Your task is to repeat all of the material exactly.

[start EXERCISE DATA]

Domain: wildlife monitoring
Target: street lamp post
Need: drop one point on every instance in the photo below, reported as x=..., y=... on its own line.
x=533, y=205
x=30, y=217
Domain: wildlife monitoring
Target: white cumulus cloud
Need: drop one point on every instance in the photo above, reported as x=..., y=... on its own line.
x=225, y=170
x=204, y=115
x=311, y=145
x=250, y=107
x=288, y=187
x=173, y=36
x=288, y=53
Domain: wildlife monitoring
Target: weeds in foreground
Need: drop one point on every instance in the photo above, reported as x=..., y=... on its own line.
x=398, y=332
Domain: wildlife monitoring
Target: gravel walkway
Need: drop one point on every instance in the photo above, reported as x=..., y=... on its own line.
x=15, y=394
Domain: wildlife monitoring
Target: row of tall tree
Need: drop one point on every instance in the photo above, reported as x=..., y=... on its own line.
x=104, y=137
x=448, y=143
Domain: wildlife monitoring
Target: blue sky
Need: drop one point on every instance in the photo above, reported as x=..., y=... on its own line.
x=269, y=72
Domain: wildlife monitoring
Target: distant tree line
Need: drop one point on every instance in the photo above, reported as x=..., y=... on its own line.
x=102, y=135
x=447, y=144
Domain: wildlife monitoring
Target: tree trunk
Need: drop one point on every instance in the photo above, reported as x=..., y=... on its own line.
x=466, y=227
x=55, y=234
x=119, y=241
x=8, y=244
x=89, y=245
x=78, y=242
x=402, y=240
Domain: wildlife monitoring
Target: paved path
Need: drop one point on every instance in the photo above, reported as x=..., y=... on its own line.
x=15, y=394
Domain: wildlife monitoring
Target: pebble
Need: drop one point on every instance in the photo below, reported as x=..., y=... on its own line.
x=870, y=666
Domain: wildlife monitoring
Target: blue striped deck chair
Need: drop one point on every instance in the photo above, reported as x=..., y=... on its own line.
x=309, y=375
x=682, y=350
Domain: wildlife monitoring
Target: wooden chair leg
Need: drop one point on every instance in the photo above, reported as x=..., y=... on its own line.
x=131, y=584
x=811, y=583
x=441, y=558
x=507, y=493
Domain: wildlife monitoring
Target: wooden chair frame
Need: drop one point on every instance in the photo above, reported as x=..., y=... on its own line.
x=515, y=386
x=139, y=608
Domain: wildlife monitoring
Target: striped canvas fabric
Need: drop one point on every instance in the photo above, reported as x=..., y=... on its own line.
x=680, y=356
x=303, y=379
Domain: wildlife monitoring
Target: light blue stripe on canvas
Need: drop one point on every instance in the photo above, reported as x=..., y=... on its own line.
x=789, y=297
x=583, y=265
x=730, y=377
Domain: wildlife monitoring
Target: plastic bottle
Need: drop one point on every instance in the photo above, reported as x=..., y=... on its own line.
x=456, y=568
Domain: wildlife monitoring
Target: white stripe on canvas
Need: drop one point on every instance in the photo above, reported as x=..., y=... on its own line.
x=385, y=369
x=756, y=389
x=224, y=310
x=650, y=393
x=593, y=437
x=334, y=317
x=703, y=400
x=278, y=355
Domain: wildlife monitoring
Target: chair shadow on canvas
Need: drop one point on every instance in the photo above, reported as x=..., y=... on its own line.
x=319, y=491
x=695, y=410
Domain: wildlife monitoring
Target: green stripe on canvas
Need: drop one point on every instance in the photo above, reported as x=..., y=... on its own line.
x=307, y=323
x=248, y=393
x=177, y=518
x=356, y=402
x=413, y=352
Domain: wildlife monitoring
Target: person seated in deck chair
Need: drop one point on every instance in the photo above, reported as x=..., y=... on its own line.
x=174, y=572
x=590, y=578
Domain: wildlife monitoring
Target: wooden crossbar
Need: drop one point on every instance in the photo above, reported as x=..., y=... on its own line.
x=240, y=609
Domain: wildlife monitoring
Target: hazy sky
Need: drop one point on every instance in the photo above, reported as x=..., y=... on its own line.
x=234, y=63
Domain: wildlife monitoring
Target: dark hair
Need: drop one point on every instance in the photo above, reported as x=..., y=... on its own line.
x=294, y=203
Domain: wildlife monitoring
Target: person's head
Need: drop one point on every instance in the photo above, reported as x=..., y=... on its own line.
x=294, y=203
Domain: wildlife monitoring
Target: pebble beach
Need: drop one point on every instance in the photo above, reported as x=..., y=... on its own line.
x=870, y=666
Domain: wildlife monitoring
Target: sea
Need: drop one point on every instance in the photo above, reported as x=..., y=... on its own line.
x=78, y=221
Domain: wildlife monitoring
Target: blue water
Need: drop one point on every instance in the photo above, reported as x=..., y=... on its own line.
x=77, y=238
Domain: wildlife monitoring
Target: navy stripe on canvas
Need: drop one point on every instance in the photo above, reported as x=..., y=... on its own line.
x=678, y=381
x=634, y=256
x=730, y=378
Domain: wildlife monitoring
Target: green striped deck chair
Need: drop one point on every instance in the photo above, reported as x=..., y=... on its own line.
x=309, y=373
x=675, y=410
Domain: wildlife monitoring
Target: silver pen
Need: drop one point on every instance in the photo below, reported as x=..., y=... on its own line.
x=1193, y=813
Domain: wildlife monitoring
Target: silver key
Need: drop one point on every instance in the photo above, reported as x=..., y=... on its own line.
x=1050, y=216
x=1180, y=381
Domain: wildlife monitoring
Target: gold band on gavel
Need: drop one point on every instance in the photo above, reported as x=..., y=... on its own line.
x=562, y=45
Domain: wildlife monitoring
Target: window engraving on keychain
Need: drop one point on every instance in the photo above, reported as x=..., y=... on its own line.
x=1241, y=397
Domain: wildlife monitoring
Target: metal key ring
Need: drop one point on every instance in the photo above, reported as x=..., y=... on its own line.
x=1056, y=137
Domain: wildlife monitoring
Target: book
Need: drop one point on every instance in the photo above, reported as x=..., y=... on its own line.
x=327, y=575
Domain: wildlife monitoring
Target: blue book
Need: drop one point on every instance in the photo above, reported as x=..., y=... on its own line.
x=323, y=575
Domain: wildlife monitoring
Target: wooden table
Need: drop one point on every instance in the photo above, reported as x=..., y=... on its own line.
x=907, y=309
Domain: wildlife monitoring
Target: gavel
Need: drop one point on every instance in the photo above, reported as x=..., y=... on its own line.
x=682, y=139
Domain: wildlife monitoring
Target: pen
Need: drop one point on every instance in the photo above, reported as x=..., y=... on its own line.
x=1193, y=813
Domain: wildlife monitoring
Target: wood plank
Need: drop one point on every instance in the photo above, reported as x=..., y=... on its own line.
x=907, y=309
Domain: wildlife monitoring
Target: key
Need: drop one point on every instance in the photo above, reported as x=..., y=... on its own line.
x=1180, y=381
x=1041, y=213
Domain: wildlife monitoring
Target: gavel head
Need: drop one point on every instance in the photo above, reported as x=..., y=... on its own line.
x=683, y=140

[end EXERCISE DATA]

## ANSWER FOR THIS EXERCISE
Domain: wildlife monitoring
Target: street lamp post
Need: drop one point on every instance in the photo below, reported as x=..., y=... on its own line.
x=533, y=205
x=30, y=217
Domain: wildlife monitoring
Target: white cumulus cloud
Need: drop one point on every instance in the photo above, reported as x=..., y=... on its own line.
x=225, y=170
x=204, y=115
x=311, y=145
x=250, y=107
x=288, y=187
x=173, y=36
x=288, y=53
Domain: wildlife monitoring
Target: weeds in foreground
Need: drop one point on every instance in the photo above, reported as x=..., y=... on its own line.
x=398, y=332
Domain: wildlife monitoring
Target: gravel walkway
Need: drop one point on every instance in the photo above, reported as x=..., y=... on its own line.
x=15, y=394
Domain: wildlife monitoring
Target: row of tall tree
Need: drop one point on every instance in the photo above, reported as x=..., y=... on its own line.
x=104, y=137
x=448, y=143
Domain: wildlife monitoring
Target: blue sky
Need: drop one point on every instance in the photo above, reported as x=..., y=... on its own line.
x=269, y=72
Domain: wildlife monitoring
Target: distant tree line
Need: drop one point on every instance in the photo above, reported as x=..., y=... on its own line.
x=102, y=135
x=447, y=144
Domain: wildlife monitoring
Target: tree trunk
Need: drop one point on every instance in the photo above, reported as x=..., y=... on its own line.
x=466, y=227
x=55, y=234
x=119, y=241
x=8, y=244
x=89, y=245
x=78, y=242
x=402, y=240
Domain: wildlife monitoring
Target: paved path
Need: drop one point on every instance in the photo above, reported as x=..., y=... on its own line.
x=15, y=394
Domain: wildlife monitoring
Target: pebble
Need: drop one point on every instance in the photo below, reported as x=..., y=... on its own line.
x=870, y=666
Domain: wildlife monitoring
Target: blue striped deck chair
Need: drop one point on every instance in the photo above, reported as x=..., y=... on its own line.
x=309, y=375
x=682, y=350
Domain: wildlife monitoring
Target: wooden chair leg
Need: drop one point on every instance in the photo above, reported as x=..., y=... on its own line.
x=131, y=584
x=811, y=583
x=441, y=558
x=507, y=493
Domain: wildlife monitoring
Target: wooden chair frame
Need: drop one point on every instance in the photo above, reported as x=..., y=... on its own line.
x=515, y=386
x=139, y=608
Domain: wildlife monitoring
Target: striped canvas fabric
Need: drop one point on every instance in the photo above, reported as x=..., y=... on its own line.
x=680, y=356
x=303, y=379
Domain: wildlife monitoring
Target: light blue stripe on canvas
Need: drop one point on every instance in the photo above, reported as x=..., y=... on its own line.
x=789, y=297
x=583, y=265
x=730, y=377
Domain: wildlife monitoring
Target: plastic bottle
Need: drop one point on every instance in the photo above, reported as x=..., y=... on its own line.
x=456, y=568
Domain: wildlife monitoring
Target: white stripe on canvas
Need: drop one point on every instance in the photo above, reported as x=..., y=... on its own line.
x=385, y=369
x=756, y=389
x=224, y=310
x=650, y=393
x=593, y=437
x=334, y=317
x=703, y=400
x=278, y=355
Domain: wildlife monitoring
Target: chair shadow on canvas
Need: drop one point on every instance in the photo above, reported as x=..., y=... on its own line.
x=319, y=491
x=695, y=410
Domain: wildlife monitoring
Target: green stripe on canvas
Need: drop one point on every instance in the photo above, reported as x=..., y=... on its own line.
x=307, y=323
x=248, y=393
x=177, y=518
x=356, y=402
x=413, y=352
Domain: wildlife monitoring
Target: person seated in deck chair
Need: drop one point on every instance in the photo above, reported as x=..., y=... on its own line.
x=174, y=572
x=590, y=578
Domain: wildlife monitoring
Target: wooden crossbar
Need: drop one point on every instance in the photo above, reported as x=..., y=... on its own line.
x=240, y=609
Domain: wildlife monitoring
Target: hazy sky
Need: drop one point on every instance in the photo above, reported as x=..., y=... on its own line.
x=234, y=63
Domain: wildlife monitoring
Target: dark hair
Need: drop one point on every instance in the photo above, reported as x=..., y=... on its own line.
x=294, y=203
Domain: wildlife monitoring
Target: person's head
Need: drop one point on every instance in the photo above, reported as x=..., y=... on its own line.
x=294, y=203
Domain: wildlife monitoring
Target: pebble beach
Need: drop one point on every instance in the photo above, reported as x=..., y=... on its own line.
x=870, y=666
Domain: wildlife monitoring
Target: sea
Need: drop one point on every instance in the photo above, reported as x=..., y=... on its own line.
x=78, y=221
Domain: wildlife monitoring
Target: blue water
Need: drop one point on every instance in the photo above, reported as x=..., y=... on its own line.
x=77, y=238
Domain: wildlife monitoring
Target: navy stripe on canvas
Need: drop one point on every instance in the photo above, reported as x=..., y=... on its own line.
x=678, y=381
x=634, y=256
x=730, y=378
Domain: wildlife monitoring
Target: green striped deck chair
Need: drop one point on every instance in the photo above, reported as x=..., y=... on its own line.
x=309, y=373
x=675, y=410
Domain: wildlife monitoring
Target: silver pen
Need: drop one point on every instance in the photo below, reported as x=..., y=... on its own line.
x=1193, y=813
Domain: wildlife monitoring
Target: silver key
Need: drop one point on every instance in the photo above, reported as x=..., y=... on its own line.
x=1050, y=216
x=1180, y=381
Domain: wildlife monitoring
Target: gold band on gavel
Need: drop one point on every instance in the photo above, reported as x=..., y=... on its own line.
x=562, y=45
Domain: wildlife monitoring
Target: window engraving on keychain
Need: drop one point on every instance in the photo above, reported as x=..., y=... on its own line.
x=1241, y=397
Domain: wildlife monitoring
Target: metal key ring
Need: drop one point on every instance in the photo above, reported as x=..., y=... on its own line.
x=1056, y=137
Domain: wildlife monitoring
Target: book
Need: drop one point on every instance in the photo above, reported as x=..., y=... on its own line.
x=327, y=575
Domain: wildlife monitoring
Target: blue book
Need: drop one point on every instance in the photo above, reported as x=..., y=... on its own line.
x=323, y=575
Domain: wildlife monitoring
Target: wooden table
Need: drop one point on every instance in the photo above, reported as x=..., y=... on its own line.
x=907, y=309
Domain: wildlife monitoring
Target: gavel
Need: drop one point on every instance in the photo above, reported as x=..., y=... on its own line.
x=682, y=139
Domain: wildlife monitoring
Target: pen
Need: drop one point on every instance in the photo above, reported as x=..., y=... on its own line.
x=1193, y=813
Domain: wildlife monitoring
Target: wood plank
Need: drop one point on every instance in the photo above, reported as x=..., y=... on its own line.
x=907, y=309
Domain: wildlife monitoring
Target: key
Need: drop one point on every instance in the photo above, reported as x=..., y=... on its own line.
x=1180, y=381
x=1041, y=213
Domain: wildlife monitoring
Target: gavel head
Need: drop one point on every instance in the photo above, reported as x=..., y=... on its own line.
x=683, y=140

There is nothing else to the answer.